- WORK INSTRUCTIONS
Since only the words are wanted, reproduce every entry exactly and leave the images behind.

- DATA RECORDS
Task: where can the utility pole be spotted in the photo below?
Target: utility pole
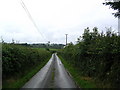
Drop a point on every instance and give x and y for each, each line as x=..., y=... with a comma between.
x=66, y=39
x=119, y=26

- YOUR RESPONSE
Task: where can the utility pole be spotted in the photo below?
Target: utility pole
Drop a point on every instance and give x and y for each, each line as x=..., y=... with a comma between.
x=66, y=39
x=119, y=26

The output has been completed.